Aim of the task >> Could you copy the passage of the comment thread on religious belief that begins at the words "Who is more" and stops after "friends and family?", switching every "man" to "person"?

Page extract >>
Who is more stupid: a man who keeps his religious doubts to himself and under wraps, continuing to reap the full benefits of the church social network;

Or the man who announces his rejection of God to the world, provoking animosity and cutting himself off from friends and family?

Which of these two men would be more evolutionarily successful?

Posted by minty | October 22, 2008 1:33 PM

@34: So there are religious people who believe things like "Jesus is the son of God" while also believing things like "No he isn't"?

I don't get it.

If you believe God functions in this particular way and has laid out these particular rules for proper conduct, etc., how could you NOT believe that beliefs contrary to that are wrong?

Posted by Ben | October 22, 2008 1:38 PM

In as much as our organization exists to teach people of the character of God, we do, of course, disagree with the philosophy that "There probably is no God..."

Never-the-less, so long and they do not demean others as they express their beliefs, atheists have as much right to publicly express themselves as others.

Listed records >>
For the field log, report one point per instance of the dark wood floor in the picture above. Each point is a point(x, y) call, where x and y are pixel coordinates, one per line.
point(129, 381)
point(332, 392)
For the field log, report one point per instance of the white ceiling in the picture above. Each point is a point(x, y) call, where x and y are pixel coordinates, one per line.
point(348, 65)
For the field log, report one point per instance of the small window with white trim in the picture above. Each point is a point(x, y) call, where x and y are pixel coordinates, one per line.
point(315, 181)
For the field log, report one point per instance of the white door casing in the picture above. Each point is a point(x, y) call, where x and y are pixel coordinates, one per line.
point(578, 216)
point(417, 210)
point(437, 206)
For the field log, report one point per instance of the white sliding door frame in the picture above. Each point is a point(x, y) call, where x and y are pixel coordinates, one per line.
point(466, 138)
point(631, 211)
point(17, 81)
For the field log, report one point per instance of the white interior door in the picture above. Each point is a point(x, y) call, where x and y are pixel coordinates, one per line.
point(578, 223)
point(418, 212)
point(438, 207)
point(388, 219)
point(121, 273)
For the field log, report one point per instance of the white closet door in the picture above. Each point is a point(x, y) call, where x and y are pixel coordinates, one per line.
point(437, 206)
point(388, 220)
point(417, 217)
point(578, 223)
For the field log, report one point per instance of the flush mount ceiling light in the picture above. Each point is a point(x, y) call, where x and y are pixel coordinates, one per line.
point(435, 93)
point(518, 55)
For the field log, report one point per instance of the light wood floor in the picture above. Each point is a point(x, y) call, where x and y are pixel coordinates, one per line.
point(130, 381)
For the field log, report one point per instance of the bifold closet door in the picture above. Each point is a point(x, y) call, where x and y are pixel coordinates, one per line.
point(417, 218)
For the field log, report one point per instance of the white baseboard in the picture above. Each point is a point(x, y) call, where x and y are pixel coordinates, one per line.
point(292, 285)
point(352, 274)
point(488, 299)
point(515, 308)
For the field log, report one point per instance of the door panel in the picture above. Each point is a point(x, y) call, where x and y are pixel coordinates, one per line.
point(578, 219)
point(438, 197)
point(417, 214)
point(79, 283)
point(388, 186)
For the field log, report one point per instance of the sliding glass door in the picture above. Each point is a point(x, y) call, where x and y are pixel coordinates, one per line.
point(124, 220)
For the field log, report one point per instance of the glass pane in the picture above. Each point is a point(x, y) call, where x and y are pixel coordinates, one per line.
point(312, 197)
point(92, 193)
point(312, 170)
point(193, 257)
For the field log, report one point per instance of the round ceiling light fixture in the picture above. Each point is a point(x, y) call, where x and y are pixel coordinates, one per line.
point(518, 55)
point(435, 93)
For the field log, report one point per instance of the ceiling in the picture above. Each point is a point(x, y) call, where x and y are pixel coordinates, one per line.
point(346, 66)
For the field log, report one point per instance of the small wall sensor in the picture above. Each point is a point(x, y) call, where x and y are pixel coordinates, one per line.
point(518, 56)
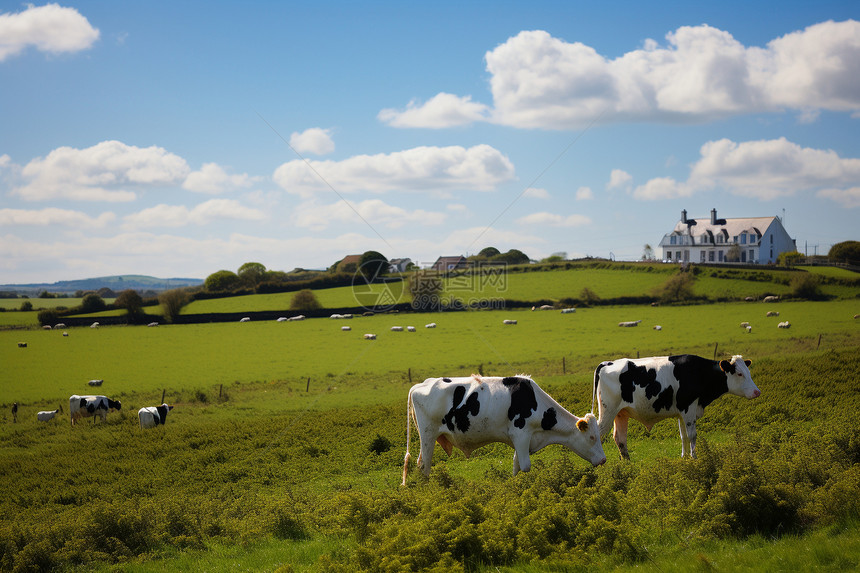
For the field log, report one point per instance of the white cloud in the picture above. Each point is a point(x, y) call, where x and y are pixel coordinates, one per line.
point(765, 170)
point(619, 179)
point(314, 140)
point(442, 110)
point(103, 172)
point(179, 215)
point(53, 216)
point(536, 193)
point(554, 220)
point(373, 212)
point(427, 169)
point(662, 188)
point(538, 81)
point(212, 178)
point(50, 28)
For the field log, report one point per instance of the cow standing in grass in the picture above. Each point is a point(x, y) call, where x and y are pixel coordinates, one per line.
point(652, 389)
point(471, 412)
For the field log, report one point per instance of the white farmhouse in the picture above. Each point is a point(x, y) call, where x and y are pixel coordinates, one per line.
point(759, 240)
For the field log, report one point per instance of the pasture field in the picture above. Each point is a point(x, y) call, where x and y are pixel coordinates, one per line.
point(281, 472)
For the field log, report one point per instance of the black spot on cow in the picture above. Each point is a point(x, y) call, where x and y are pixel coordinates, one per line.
point(639, 376)
point(664, 400)
point(698, 379)
point(549, 419)
point(523, 401)
point(458, 415)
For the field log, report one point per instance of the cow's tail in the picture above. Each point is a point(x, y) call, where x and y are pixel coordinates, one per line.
point(408, 456)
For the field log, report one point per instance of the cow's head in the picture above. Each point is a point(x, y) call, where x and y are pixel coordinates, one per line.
point(738, 377)
point(584, 440)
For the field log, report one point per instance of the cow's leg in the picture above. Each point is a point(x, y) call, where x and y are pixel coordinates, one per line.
point(620, 433)
point(425, 458)
point(688, 437)
point(522, 459)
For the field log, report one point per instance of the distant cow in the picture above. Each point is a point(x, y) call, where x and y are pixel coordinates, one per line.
point(152, 416)
point(47, 415)
point(87, 406)
point(474, 411)
point(651, 389)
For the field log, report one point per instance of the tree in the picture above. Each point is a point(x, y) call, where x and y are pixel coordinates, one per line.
point(131, 301)
point(172, 302)
point(92, 303)
point(305, 299)
point(846, 251)
point(222, 281)
point(372, 265)
point(252, 274)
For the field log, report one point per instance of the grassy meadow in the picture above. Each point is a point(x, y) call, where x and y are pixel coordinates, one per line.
point(284, 450)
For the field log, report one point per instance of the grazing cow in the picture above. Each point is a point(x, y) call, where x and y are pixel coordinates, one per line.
point(651, 389)
point(47, 415)
point(152, 416)
point(86, 406)
point(474, 411)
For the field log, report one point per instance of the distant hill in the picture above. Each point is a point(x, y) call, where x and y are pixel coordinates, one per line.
point(116, 283)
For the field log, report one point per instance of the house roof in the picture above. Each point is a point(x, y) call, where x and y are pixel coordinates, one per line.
point(726, 227)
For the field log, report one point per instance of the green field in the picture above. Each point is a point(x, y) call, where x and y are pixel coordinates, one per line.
point(285, 447)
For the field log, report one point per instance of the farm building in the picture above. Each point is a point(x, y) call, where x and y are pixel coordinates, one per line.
point(752, 240)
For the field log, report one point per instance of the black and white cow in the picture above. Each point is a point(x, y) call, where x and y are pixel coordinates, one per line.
point(474, 411)
point(652, 389)
point(86, 406)
point(152, 416)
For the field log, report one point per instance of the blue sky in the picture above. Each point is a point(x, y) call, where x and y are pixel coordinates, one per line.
point(180, 138)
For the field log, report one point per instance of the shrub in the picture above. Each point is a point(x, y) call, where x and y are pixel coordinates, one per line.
point(305, 299)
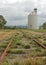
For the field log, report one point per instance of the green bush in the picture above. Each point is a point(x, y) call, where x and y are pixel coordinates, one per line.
point(16, 63)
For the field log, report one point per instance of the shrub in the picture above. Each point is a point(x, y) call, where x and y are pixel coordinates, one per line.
point(13, 51)
point(16, 63)
point(27, 46)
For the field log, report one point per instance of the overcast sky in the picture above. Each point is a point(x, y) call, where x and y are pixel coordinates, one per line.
point(16, 11)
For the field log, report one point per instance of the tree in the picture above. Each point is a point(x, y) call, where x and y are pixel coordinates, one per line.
point(2, 21)
point(44, 25)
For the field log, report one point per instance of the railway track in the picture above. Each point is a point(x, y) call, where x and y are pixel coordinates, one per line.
point(8, 46)
point(5, 51)
point(35, 40)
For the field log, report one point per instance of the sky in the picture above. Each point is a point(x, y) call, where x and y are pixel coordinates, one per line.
point(16, 11)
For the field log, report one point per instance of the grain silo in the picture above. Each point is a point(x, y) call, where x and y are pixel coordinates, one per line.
point(33, 20)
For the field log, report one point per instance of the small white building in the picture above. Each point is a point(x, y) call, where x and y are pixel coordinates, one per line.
point(33, 20)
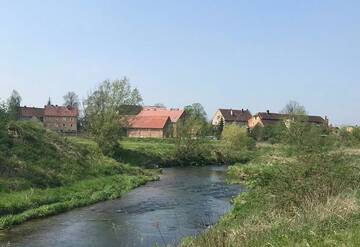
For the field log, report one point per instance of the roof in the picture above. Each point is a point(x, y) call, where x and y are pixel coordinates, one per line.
point(60, 111)
point(148, 122)
point(174, 114)
point(31, 112)
point(270, 117)
point(231, 115)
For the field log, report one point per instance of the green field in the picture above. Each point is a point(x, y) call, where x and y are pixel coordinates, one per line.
point(293, 200)
point(42, 174)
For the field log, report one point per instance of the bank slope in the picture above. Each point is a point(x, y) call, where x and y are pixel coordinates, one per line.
point(43, 173)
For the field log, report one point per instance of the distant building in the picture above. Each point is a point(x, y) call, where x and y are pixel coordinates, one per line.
point(57, 118)
point(61, 118)
point(263, 119)
point(31, 113)
point(150, 126)
point(230, 116)
point(174, 114)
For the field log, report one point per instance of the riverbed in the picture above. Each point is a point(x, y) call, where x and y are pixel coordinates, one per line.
point(185, 202)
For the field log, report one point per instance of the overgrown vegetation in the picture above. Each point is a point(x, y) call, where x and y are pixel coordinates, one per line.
point(42, 173)
point(303, 191)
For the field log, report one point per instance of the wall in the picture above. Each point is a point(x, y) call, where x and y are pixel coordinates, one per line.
point(61, 124)
point(155, 133)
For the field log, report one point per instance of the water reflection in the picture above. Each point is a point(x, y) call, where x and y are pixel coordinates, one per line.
point(184, 202)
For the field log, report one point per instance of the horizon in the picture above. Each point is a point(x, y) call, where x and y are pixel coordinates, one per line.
point(255, 56)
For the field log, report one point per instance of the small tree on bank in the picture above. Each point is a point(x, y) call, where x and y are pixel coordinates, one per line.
point(103, 114)
point(294, 108)
point(13, 105)
point(71, 99)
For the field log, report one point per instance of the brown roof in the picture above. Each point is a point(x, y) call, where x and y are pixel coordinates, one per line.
point(270, 117)
point(31, 112)
point(148, 122)
point(174, 114)
point(60, 111)
point(231, 115)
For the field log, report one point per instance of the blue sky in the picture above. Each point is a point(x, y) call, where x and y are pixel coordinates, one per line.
point(237, 54)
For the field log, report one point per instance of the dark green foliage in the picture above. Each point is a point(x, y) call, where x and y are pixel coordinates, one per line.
point(305, 138)
point(270, 133)
point(193, 151)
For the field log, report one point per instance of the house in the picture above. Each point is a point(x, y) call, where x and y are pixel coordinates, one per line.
point(61, 118)
point(31, 113)
point(230, 116)
point(150, 126)
point(175, 115)
point(268, 118)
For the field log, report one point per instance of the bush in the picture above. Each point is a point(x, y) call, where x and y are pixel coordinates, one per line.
point(304, 138)
point(236, 138)
point(192, 151)
point(271, 133)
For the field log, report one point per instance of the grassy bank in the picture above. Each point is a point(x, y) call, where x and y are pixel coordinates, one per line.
point(294, 199)
point(42, 174)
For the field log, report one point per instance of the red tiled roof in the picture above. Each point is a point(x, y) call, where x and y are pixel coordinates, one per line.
point(148, 122)
point(269, 116)
point(60, 111)
point(31, 112)
point(231, 115)
point(174, 114)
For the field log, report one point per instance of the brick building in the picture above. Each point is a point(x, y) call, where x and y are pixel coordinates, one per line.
point(57, 118)
point(263, 119)
point(150, 126)
point(230, 116)
point(61, 118)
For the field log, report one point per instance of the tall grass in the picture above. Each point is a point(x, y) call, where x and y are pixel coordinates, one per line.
point(304, 192)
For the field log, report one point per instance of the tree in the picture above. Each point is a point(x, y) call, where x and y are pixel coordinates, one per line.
point(195, 111)
point(103, 112)
point(71, 99)
point(236, 138)
point(13, 105)
point(195, 123)
point(294, 108)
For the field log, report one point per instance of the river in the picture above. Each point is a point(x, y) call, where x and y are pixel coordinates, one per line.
point(183, 203)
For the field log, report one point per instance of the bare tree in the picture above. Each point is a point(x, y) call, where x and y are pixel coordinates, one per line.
point(13, 105)
point(71, 99)
point(294, 108)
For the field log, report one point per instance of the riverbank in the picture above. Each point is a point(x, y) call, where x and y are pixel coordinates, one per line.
point(183, 203)
point(43, 174)
point(297, 199)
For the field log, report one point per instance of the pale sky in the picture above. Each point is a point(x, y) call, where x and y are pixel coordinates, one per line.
point(235, 54)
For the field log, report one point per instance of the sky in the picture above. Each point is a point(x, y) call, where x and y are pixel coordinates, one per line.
point(250, 54)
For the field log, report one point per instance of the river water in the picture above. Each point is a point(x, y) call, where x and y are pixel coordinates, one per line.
point(183, 203)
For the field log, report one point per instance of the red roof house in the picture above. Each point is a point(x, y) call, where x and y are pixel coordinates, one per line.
point(149, 126)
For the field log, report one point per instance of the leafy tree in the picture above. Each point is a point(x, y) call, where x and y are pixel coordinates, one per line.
point(294, 108)
point(71, 99)
point(195, 111)
point(195, 123)
point(103, 112)
point(236, 138)
point(13, 105)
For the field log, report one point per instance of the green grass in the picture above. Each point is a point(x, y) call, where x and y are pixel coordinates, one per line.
point(292, 203)
point(16, 208)
point(43, 173)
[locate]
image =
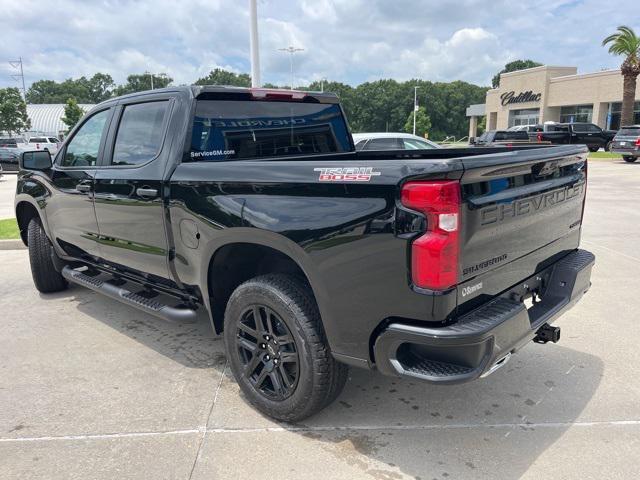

Reply to the exercise >>
Who is more stupid: a person who keeps his religious doubts to himself and under wraps, continuing to reap the full benefits of the church social network;

Or the person who announces his rejection of God to the world, provoking animosity and cutting himself off from friends and family?